Set of tasks -
[1] Quote from the Toyota Supra review the stretch from "It’s only then" through "enjoy its presence.", word for word.
[2] Write what comes next in the Toyota Supra review, starting after its last sentence.

Provided text -
— Begin —

But for those who haven’t read our previous Supra reviews, we’ll start off with the basics. The GR Supra, or the A91 as its often referred to, is a two-door sports car that shares a platform with the BMW Z4, and is configured in a front-engine and rear-wheel drive setup. There are two engines available, a 2.0-litre turbocharged four-cylinder that produces 255 hp and 295 lb-ft of torque, and a 3.0-litre inline-six with 382 hp and 368 lb-ft. Both engines utilize the same 8-speed automatic transmission with no manual available. However, the quick-shifting unit borrowed from BMW complements the four-piston Brembo brakes, 19-inch forged alloy wheels, active exhaust system, and adaptive variable suspension. Toyota already tinkered with the Supra for the 2021 model year, tweaking the chassis, dampers, steering, suspension, differential, and stability control for better performance, so the changes for the 2022 Supra are minimal.

 

In previous drives, we never quite warmed up to the Supra’s playful rear end, and it never gave us the confidence we needed to push its limits. After all, nearly 400 horsepower is a lot for two wheels to deal with, even with a limited-slip differential and sticky Michelin Pilot Super Sport tires. But it’s clear that the more we drive the Supra, the more trust and enjoyment we develop with it.

 

 

The engine is fantastic. The inline-six revs in an inherently smooth and linear manner that no V6 configuration could ever quite match. Torque is bountiful down low, and the throttle response is quick and predictable - you know exactly what’s going to happen the moment you feather the gas pedal. We never thought it needed more power either, as 382 horsepower feels just right for this platform. Any more and it will need much more aero and stickier tires to really take advantage of it. The build-up to its grip limits seem to be more gradual and less spiky this time around as we get used to how much power the rear wheels can handle under load. The traction and stability control are well-tuned, erring on the conservative side of the spectrum when keeping you out of trouble, but disabling it lets the Supra’s rear-happy, playful nature really come out.

 

 

It’s only then that you realize that the steering just isn’t as crisp or as organic as the Porsche 718 Cayman GTS, but it’s lighter and less rubbery feeling than the BMW M2 CS. Pin-point accurate and incredibly quick, yes, and the moment you rotate the wheel, the nose eagerly follows. Involving and engaging, it definitely gives off a sports car vibe rather than a more nuanced GT feel.

 

 

Most Supras we’ve seen on the road are moderately or heavily modified with questionably large spoilers, cambered wheels, and loud exhausts, so seeing one bone stock is a welcome sight, especially in this matte-like Phantom grey paint. It suits the Supra well, accentuating its bulbous curves, double-bubble roof styling, and swooping ducktail spoiler. Initially, we weren’t head over heels with the looks, but the more we stop and stare, the more we seem to enjoy its presence.

— End —

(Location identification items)
— Begin —

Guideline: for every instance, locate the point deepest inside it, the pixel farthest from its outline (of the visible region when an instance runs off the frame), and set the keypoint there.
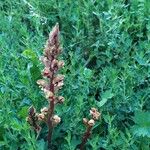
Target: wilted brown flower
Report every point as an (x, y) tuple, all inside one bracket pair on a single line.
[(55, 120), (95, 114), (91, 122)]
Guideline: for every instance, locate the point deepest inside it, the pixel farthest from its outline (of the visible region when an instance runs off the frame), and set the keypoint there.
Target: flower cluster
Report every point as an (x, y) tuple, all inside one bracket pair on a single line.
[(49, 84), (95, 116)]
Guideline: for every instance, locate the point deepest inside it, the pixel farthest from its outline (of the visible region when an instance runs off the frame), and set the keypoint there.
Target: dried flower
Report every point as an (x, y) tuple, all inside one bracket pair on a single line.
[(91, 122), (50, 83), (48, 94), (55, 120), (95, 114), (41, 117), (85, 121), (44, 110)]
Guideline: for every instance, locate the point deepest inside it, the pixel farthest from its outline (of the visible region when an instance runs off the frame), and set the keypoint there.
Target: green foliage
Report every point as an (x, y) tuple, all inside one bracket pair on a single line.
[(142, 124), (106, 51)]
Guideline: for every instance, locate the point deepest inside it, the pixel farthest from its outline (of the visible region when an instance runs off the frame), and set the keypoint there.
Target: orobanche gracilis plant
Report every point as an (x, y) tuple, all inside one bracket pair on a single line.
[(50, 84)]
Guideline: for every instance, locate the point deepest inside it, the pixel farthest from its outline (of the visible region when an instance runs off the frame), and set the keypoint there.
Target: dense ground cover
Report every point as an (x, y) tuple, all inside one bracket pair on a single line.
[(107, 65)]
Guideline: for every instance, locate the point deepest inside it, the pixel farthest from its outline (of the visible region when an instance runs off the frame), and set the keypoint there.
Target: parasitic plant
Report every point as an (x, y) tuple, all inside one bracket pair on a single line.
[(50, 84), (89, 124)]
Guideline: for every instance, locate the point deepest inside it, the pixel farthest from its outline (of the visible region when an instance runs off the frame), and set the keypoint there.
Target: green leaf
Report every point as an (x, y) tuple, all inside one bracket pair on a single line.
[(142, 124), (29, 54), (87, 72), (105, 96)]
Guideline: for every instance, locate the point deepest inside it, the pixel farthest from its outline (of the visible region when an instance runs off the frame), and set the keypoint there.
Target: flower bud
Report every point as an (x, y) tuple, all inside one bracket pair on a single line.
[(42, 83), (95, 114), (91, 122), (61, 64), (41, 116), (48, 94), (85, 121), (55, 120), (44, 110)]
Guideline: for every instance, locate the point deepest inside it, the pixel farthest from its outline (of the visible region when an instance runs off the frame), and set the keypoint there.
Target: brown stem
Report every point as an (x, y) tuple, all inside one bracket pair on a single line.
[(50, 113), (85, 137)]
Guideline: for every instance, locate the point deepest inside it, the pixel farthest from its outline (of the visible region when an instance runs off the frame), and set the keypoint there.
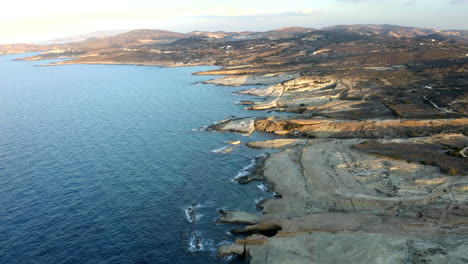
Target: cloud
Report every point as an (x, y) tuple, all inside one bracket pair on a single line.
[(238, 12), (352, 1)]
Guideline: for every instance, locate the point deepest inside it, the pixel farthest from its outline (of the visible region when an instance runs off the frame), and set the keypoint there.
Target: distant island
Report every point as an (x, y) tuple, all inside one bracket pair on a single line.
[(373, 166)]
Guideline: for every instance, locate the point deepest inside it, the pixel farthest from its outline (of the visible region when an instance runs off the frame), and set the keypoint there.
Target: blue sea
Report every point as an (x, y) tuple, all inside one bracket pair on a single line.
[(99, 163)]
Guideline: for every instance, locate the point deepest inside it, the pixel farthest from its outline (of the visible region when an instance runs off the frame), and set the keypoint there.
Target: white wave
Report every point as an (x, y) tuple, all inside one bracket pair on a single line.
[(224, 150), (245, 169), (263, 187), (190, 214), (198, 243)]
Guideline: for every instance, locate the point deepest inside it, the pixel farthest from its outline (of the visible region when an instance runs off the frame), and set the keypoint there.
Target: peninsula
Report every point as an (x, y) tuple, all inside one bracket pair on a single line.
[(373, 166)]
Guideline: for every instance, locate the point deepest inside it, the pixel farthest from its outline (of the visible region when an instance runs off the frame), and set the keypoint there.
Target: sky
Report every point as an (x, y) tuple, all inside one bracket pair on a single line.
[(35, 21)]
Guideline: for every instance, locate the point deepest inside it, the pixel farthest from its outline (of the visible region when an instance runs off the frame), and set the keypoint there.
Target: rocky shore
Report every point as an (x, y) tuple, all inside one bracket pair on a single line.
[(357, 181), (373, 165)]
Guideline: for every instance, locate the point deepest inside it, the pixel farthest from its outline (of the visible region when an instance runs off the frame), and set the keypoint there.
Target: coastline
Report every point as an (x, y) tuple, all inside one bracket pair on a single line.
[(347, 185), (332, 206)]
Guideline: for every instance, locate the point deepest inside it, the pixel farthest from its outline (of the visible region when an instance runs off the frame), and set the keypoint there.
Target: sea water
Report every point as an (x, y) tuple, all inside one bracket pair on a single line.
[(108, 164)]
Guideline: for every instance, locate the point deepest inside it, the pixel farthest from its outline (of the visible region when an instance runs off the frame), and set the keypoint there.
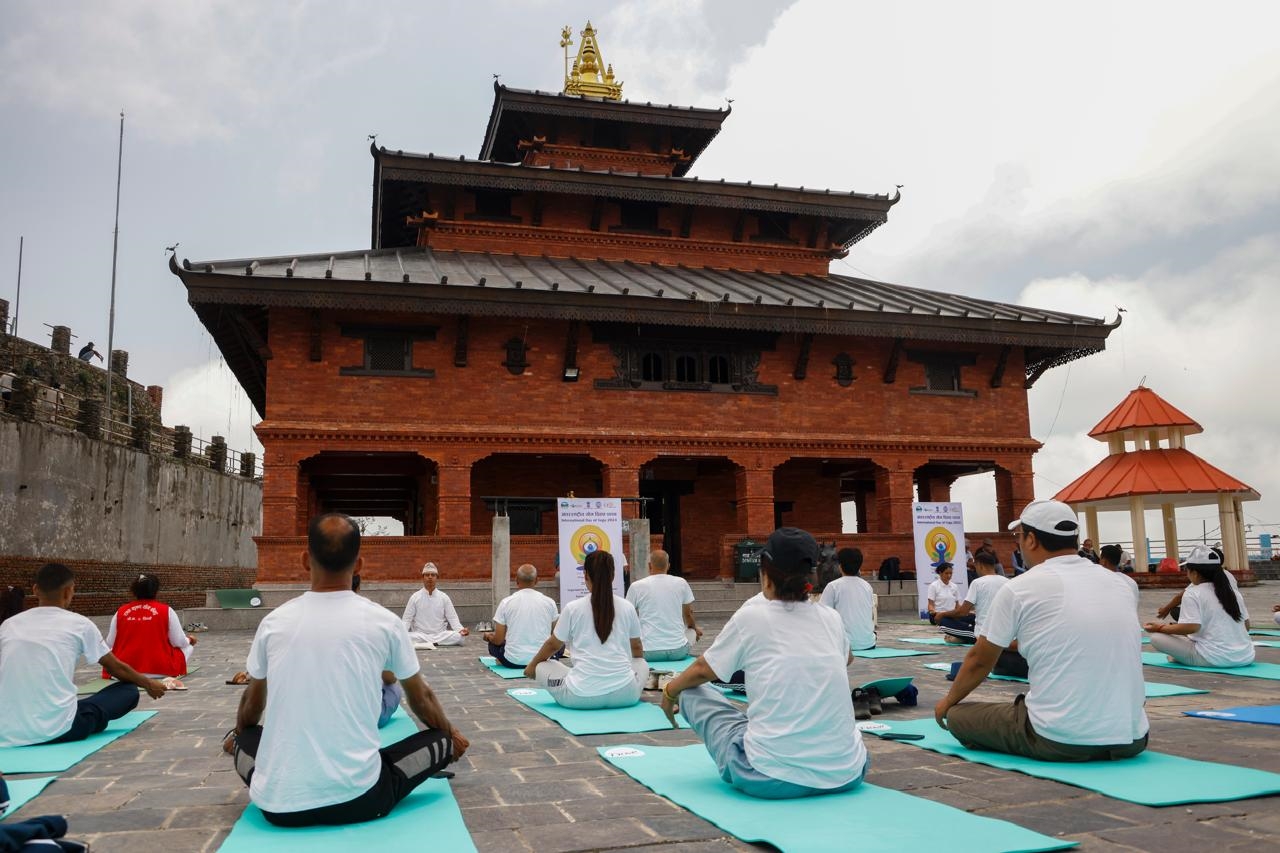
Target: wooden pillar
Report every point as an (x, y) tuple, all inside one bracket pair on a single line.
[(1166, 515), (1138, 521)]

— End —

Answers below -
[1]
It’s only then that you realize that the steering just isn’t as crisp or as organic as the Porsche 718 Cayman GTS, but it’s lighter and less rubbery feeling than the BMW M2 CS. Pin-point accurate and incredibly quick, yes, and the moment you rotate the wheel, the nose eagerly follows. Involving and engaging, it definitely gives off a sports car vibe rather than a more nuanced GT feel.

 

 

Most Supras we’ve seen on the road are moderately or heavily modified with questionably large spoilers, cambered wheels, and loud exhausts, so seeing one bone stock is a welcome sight, especially in this matte-like Phantom grey paint. It suits the Supra well, accentuating its bulbous curves, double-bubble roof styling, and swooping ducktail spoiler. Initially, we weren’t head over heels with the looks, but the more we stop and stare, the more we seem to enjoy its presence.

[2]
And then we get to the interior. We still can’t get used to its poor outward visibility due to those narrow, bunker-slit windows and low roof line. Yes, there is a blind spot monitoring system, a small rear window, and a rear view camera, but my six-foot figure still finds it claustrophobic inside, and I never feel overly confident making quick lane changes or turning into cramped city streets. Ingress and egress is not the easiest either, as we frequently bumped our noggins on the roof - a targa variant might solve this issue, right, Toyota?

 

 

We still despise the odd, passenger-centric console design. Usually Toyota aces ergonomics but because they had to build on top of a foreign BMW platform, we think they forgot to flip the blueprints right-side up. They tried to make something different but it doesn’t work. There’s a large wall divide that blocks the driver from reaching into the center stack, making it tricky to access the storage cubby, and exacerbates the cabin’s cramped dimensions. And as expected from a coupe, storage options are limited with two cupholders, a small rectangular cubby behind them, a phone holder above, and tiny door pockets. Though, passengers do have access to the pass-through hatchback-like trunk, so longer items can seep right through the center. Speaking of the trunk, it’s actually quite large and is deep enough to fit large suitcases and travel paraphernalia.

 

 

The Supra utilizes last-generation BMW bits, kind of like how Aston Martin uses Mercedes’ outgoing tech. So it’s all familiar territory, from the thin-rimmed steering wheel and seat controls, to the seat memory buttons, and we’re constantly reminded just how much we miss these old BMW controls, and how we prefer them over the new batch of glossier feeling buttons.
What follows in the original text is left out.